§ Problem
Convert the data below into a JSON array of strings, one string per line, skipping any blank lines and omitting the pictures.

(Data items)
========

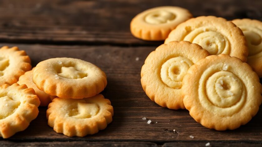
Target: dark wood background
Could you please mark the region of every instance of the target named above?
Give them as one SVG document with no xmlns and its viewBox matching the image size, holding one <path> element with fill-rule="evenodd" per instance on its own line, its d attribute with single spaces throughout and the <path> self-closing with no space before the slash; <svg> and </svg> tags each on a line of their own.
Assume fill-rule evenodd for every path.
<svg viewBox="0 0 262 147">
<path fill-rule="evenodd" d="M 209 142 L 212 146 L 262 145 L 262 110 L 238 129 L 219 131 L 196 123 L 187 110 L 162 108 L 145 94 L 140 83 L 141 67 L 163 42 L 134 38 L 129 24 L 143 11 L 166 5 L 188 9 L 194 16 L 262 20 L 260 0 L 0 1 L 0 46 L 25 50 L 33 66 L 58 57 L 96 65 L 107 76 L 108 85 L 102 93 L 111 100 L 114 113 L 105 130 L 83 138 L 69 137 L 48 126 L 47 108 L 40 107 L 38 117 L 26 130 L 0 139 L 0 146 L 205 146 Z M 147 124 L 144 117 L 152 123 Z"/>
</svg>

========

§ Response to the exercise
[
  "Target: dark wood background",
  "Could you please mark the region of every instance of the target named above?",
  "Give them as one SVG document with no xmlns and its viewBox matching the image size, holding one <path> element with fill-rule=\"evenodd\" per instance on its own line, its d attribute with single spaces throughout and the <path> self-closing with no space before the slash; <svg> and </svg> tags each on a line of their own.",
  "Assume fill-rule evenodd for every path.",
  "<svg viewBox=\"0 0 262 147\">",
  "<path fill-rule=\"evenodd\" d=\"M 209 142 L 212 146 L 262 145 L 262 110 L 238 129 L 219 131 L 196 123 L 187 110 L 162 108 L 145 94 L 140 83 L 141 67 L 163 42 L 134 38 L 129 24 L 143 11 L 166 5 L 188 9 L 194 16 L 262 20 L 260 0 L 0 1 L 0 46 L 25 50 L 33 66 L 58 57 L 96 65 L 107 76 L 108 85 L 102 93 L 111 100 L 114 113 L 105 130 L 83 138 L 69 137 L 48 126 L 47 108 L 40 107 L 38 117 L 26 130 L 0 139 L 0 146 L 205 146 Z M 147 124 L 144 117 L 152 123 Z\"/>",
  "</svg>"
]